● 本文抜粋
2015年以来、日本でのワイン輸入量でトップを独走するチリワイン
デイリーワインからプレミアムワインまで楽しめるチリワインは、
ニューワールドの中でも人気の高いワイン産地です。
本日は、そんなチリワインの原点とも言える
パイスというブドウ品種についてお話します。

チリに初めて持ち込まれたブドウ品種パイス

チリでワインが造られるようになったのは16世紀、
チリがまだスペインの植民地だったころ、
キリスト教の布教活動のためにスペイン人宣教師が持ってきた
初めてのブドウがこのパイス(Pais)というブドウ品種でした。
チリの代表的なブドウ品種と問われると、現在ではカルメネールや、
カベルネソーヴィニヨンといった国際品種がすぐに思い浮かびますが、
1997年までは、チリでもっとも多く栽培されているブドウ品種で、
1980年代には約30,000ヘクタールの栽培面積がありました。
19世紀半ばにフランスから入ってきた、
カベルネソーヴィニヨンなどの国際品種が次第に栽培面積を増やしていき、
現在では、パイスの栽培面積は減少傾向にありますが、
チリ南部のビオビオ、マウレ、イタタ川地域で、
ジョッキワインの生産に最もよく使用されています。
パイスは、乾燥に強く灌漑がなくても育ち、ブドウ特有の病気に耐性があり、
樹勢が強く収量も多い品種で、さまざまな土地や気候に適応できる特徴があるため、
あっという間にチリ全土からアメリカ大陸に広まり、
古いものでは樹齢400年にもなるものが栽培されています。

さまざまなシノムニを持つパイス

País(パイス)は、スペイン語で国を意味する言葉ですが、
パイスにはたくさんのシノムニがあり、アメリカやメキシコではミッション(Mission)、
アルゼンチンではクリオージャ チカ(Criolla Chica)や、ネグラチカ(NegraChica)、
ペルーではネグラコリエンテ(Negra Corriente)、
スペインのカナリア諸島ではリスタン・ネグロ(Listán Negro)

● データ抜粋
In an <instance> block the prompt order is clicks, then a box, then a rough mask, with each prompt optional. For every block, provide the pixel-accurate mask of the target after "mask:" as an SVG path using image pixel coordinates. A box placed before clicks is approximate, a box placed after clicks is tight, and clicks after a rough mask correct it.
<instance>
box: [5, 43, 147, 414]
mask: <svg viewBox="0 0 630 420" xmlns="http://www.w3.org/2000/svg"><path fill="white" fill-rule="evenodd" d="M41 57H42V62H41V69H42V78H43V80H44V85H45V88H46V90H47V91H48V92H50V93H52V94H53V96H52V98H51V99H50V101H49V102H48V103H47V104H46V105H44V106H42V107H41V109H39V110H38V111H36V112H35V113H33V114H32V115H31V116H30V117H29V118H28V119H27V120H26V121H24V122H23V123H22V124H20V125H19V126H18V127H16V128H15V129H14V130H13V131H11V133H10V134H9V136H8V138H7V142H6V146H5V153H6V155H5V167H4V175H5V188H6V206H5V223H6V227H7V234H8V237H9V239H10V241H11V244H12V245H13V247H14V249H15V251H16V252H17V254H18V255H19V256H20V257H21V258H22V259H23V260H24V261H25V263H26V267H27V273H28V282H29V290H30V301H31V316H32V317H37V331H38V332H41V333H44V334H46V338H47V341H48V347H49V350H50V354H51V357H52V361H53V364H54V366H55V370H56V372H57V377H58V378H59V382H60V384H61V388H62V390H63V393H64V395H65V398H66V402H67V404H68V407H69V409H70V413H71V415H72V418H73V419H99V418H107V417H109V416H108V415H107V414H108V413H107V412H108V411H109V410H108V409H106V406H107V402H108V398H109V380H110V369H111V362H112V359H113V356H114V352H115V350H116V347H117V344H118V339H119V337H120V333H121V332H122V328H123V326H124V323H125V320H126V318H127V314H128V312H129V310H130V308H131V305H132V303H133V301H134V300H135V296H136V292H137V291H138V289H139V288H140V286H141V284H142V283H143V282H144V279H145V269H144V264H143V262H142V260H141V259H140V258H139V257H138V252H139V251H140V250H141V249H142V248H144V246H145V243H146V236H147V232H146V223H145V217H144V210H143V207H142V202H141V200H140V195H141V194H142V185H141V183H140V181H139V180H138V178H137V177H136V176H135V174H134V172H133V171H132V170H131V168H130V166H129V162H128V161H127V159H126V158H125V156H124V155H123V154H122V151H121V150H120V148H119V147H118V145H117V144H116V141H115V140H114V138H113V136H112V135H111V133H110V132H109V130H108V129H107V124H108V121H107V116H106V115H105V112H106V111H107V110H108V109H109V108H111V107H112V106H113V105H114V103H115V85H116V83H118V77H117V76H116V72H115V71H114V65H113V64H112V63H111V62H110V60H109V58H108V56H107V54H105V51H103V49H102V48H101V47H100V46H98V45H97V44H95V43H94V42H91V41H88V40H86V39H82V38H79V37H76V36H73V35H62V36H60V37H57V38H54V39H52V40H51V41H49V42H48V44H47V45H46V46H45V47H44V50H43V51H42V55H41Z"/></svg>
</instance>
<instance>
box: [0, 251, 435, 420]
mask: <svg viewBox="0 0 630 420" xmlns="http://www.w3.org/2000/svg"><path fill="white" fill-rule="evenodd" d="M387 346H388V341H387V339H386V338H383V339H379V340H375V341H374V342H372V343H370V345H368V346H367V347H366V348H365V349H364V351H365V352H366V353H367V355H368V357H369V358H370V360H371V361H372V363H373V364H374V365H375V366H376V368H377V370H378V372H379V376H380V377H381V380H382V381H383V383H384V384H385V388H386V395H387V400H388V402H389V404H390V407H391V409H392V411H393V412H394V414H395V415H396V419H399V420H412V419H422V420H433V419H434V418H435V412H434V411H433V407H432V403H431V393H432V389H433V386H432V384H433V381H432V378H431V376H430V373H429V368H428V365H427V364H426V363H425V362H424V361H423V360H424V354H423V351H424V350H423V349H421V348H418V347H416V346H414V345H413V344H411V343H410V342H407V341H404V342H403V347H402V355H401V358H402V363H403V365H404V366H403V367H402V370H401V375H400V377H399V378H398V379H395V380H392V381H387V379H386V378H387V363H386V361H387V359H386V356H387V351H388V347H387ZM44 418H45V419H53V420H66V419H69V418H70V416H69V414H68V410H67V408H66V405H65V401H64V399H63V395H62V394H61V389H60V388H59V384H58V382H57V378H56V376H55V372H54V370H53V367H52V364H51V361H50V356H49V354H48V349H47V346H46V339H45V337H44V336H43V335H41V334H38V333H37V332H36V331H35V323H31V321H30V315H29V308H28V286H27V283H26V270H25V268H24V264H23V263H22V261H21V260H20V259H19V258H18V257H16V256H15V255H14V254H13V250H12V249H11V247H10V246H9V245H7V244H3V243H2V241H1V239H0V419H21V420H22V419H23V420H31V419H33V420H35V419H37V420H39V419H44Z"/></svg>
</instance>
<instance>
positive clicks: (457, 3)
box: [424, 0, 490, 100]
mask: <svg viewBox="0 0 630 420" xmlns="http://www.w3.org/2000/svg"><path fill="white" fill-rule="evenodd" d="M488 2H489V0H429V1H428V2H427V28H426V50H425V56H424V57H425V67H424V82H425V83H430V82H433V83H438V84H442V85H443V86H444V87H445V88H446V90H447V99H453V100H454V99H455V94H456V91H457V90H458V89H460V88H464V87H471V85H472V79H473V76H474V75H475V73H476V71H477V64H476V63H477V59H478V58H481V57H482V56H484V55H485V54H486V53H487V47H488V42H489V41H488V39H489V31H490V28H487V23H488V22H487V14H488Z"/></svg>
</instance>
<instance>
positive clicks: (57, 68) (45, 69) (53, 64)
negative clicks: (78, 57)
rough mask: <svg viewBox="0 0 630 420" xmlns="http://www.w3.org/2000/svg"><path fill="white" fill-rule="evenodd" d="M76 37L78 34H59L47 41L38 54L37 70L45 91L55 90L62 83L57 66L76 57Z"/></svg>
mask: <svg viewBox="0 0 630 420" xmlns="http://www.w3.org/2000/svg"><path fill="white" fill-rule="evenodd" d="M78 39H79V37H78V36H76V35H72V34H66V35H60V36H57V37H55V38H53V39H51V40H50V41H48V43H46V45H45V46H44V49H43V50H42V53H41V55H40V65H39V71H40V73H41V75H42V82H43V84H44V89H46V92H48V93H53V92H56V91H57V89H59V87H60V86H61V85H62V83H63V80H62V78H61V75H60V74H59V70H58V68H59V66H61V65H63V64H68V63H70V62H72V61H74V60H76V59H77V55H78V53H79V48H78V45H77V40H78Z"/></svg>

● 作業項目 1
パイスについての本文によると、1980年代のチリでパイスはどれくらいの面積で栽培されていましたか。
● 作業項目 2
パイスについての本文を、最後の行に続けて書き進めてください。
レコードは使わなくてかまいません。

● 回答欄 1
約30,000ヘクタールです。

● 回答欄 2
という名前で呼ばれているそうです。

パイスから造られるワインの特徴

パイス単一品種のワインは、赤みがかった茶色の色調で、
チェリーなどのアロマがありフルーティーでタンニンがおだやかで、
飲みやすい軽快なボディの素朴な赤ワインになります。
現在では、カベルネソーヴィニヨンなどのボルドー品種を使い
高品質で長期熟成型のワイン造りが主流となってきましたが、
育てやすく高い収穫量のあるパイスは、
デイリーワインとして、チリの南部では紙パックや大瓶に入れて販売され、
大衆ワインとして親しまれています。
現在、パイスの栽培面積は減少傾向にありますが、
チリの伝統的な品種を守ろうと、
チリの大手ワイナリーであるミゲル・トーレス・チリと、
タルカ大学が3年の月日をかけて開発して2010年にリリースした
チリ初のパイス100%のロゼスパークリングワイン
「サンタ・ディグナ・エステラード・ブリュット・ロゼ」など、
チリ国内でもふたたびパイスから造られるワインに注目が集まっています。